[Extracted records]
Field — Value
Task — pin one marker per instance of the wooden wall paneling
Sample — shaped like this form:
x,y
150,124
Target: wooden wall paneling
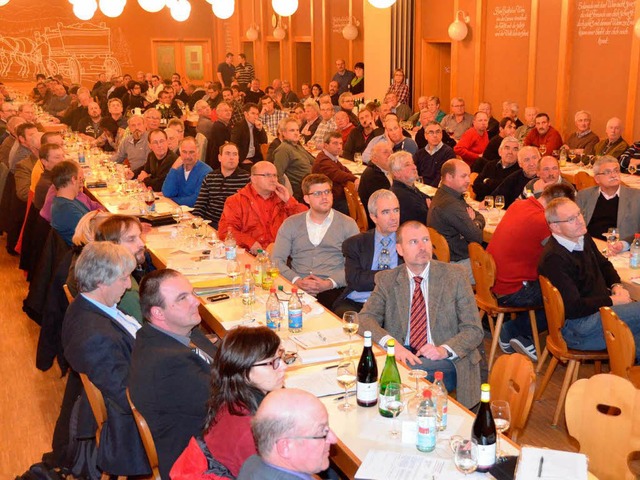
x,y
563,80
533,53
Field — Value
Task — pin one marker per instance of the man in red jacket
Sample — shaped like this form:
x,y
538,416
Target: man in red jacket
x,y
254,214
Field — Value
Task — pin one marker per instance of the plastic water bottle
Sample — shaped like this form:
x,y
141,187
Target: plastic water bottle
x,y
634,259
441,399
427,424
230,246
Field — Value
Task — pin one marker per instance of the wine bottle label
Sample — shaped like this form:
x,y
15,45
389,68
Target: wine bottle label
x,y
486,455
366,392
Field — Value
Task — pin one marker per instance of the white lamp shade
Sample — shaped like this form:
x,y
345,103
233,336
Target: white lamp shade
x,y
223,9
181,11
152,6
382,3
112,8
252,34
285,8
350,32
458,30
279,33
85,9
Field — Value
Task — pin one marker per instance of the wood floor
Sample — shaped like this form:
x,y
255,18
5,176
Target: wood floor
x,y
30,399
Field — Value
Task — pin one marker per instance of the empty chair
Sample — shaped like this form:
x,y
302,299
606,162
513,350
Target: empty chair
x,y
557,347
513,379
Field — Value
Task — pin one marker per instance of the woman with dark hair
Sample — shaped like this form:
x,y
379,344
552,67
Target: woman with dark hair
x,y
249,364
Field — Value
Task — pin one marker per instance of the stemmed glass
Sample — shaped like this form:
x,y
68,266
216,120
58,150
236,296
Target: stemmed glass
x,y
466,456
350,326
346,376
393,396
502,418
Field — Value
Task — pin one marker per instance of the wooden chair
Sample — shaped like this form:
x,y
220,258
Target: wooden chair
x,y
602,415
356,208
557,347
621,346
147,439
484,273
440,245
583,180
513,379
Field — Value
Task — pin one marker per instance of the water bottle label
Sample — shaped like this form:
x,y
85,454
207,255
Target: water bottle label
x,y
295,318
366,392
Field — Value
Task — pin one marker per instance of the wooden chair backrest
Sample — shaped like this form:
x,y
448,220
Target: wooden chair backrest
x,y
601,414
583,180
513,379
96,402
440,245
554,310
484,273
621,345
147,439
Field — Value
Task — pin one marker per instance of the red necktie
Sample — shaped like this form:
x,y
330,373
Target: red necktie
x,y
418,317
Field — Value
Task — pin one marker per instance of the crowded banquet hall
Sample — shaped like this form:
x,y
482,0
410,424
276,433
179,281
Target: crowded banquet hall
x,y
226,256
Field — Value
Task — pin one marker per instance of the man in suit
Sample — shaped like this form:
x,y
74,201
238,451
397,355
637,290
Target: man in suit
x,y
429,309
293,437
170,370
610,204
313,241
369,252
98,339
249,135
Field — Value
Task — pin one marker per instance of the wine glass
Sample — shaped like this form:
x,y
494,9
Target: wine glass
x,y
393,403
233,270
350,326
502,418
346,377
466,456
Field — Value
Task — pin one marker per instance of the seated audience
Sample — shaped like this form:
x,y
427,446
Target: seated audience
x,y
313,242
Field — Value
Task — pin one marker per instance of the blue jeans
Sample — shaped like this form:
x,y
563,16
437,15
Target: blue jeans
x,y
445,366
586,333
529,295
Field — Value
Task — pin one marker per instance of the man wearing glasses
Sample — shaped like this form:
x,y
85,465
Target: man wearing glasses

▸ HOW TO COMPLETE THIS TASK
Retype the data word for word and keep the pictures out of it.

▸ SOLVED EXERCISE
Field — Value
Task — pin one marker per instance of the wooden wall paneling
Sample — shaped like this form:
x,y
150,124
Target: wooden wall paneling
x,y
563,80
533,53
Field — Value
Task — pin one marker per instance of the man in red jacket
Sample — shaped like this form:
x,y
538,416
Target: man in red jacket
x,y
254,214
Field — Value
Task — pin one marker per instance of the plastic water bottle
Sample — shaped like this form:
x,y
141,187
Target: plastic water bottle
x,y
634,259
441,399
427,424
230,246
Field — Value
Task — pin one marker per instance of the wine bottle label
Sample — shaped like this form:
x,y
15,45
389,68
Target: wine bottle label
x,y
486,455
366,392
Field — Value
Task — pin one marker per instance of the white lamp shade
Sample — shaped like this form:
x,y
345,103
233,336
Target: white lamp shade
x,y
223,9
181,11
152,6
382,3
112,8
252,34
285,8
350,32
458,30
279,33
85,9
Field — Value
Task — pin one marker per instance of the wood floor
Sample — shaped like this form:
x,y
255,18
5,176
Target: wood floor
x,y
30,399
Field — Value
Task — pin one marker per instance of the empty chair
Sample — shaped like this form:
x,y
302,299
606,162
513,350
Target: empty chair
x,y
557,347
513,379
Field — Value
Task — pin one marker per instance of the woman with dark hair
Sample — shaped like this form:
x,y
379,344
552,67
Target: woman with dark hair
x,y
249,364
Field — Value
Task — pin one marker per instance of the stemmed glass
Sample — shaped like this form:
x,y
68,266
216,120
58,150
236,296
Target: stemmed glass
x,y
466,456
350,326
346,376
393,396
502,418
Field — Value
Task — pin one marker per instance of the wooden chair
Sample — shaped like this form:
x,y
220,258
Target: wooden chair
x,y
602,415
356,208
557,347
621,346
147,439
484,273
440,245
583,180
513,379
Field — Value
Task — pin one marker per instance of the water bottle label
Sample — shaped like this form:
x,y
85,454
207,255
Target: water bottle label
x,y
295,318
366,392
Field — Value
Task — pin one marker per instance of the wooden chair backrest
Sample — shaped like this form:
x,y
448,220
Target: wooden chair backrest
x,y
601,414
583,180
513,379
96,402
440,245
554,310
484,273
621,345
147,439
Field — Value
Task — pin one marker per instance of the red necktie
Sample — shaped like this form:
x,y
330,373
Target: red necktie
x,y
418,317
Field — Value
Task — pin one marker per instance of the crowded banquet hall
Sample — shaped like this form:
x,y
482,0
410,424
276,433
179,281
Target: crowded banquet hall
x,y
226,256
Field — Value
Task — pin one marker per instance of the man in suit
Sample — shaped like this form:
x,y
74,201
238,451
397,355
637,290
Target: man in suit
x,y
429,309
293,437
170,370
610,204
313,241
369,252
98,339
249,135
Field — Value
Task — pin one marker per instance of the wine glass
Sample — shaped like this form:
x,y
494,9
Target: wine glass
x,y
393,403
233,270
350,326
502,418
346,377
466,456
Field — Value
Task — pin one marker per instance of the seated audience
Sample — shaped like this form:
x,y
427,446
Target: seated audience
x,y
313,242
Field — Value
Task — pin one marker per instance of the blue jeans
Sample — shaped like this form:
x,y
563,16
437,15
Target: blue jeans
x,y
445,366
586,333
529,295
Field — Value
Task — pin one marker per instance of the man wearing glasses
Sample — shaped like this form:
x,y
85,465
Target: man wearing glasses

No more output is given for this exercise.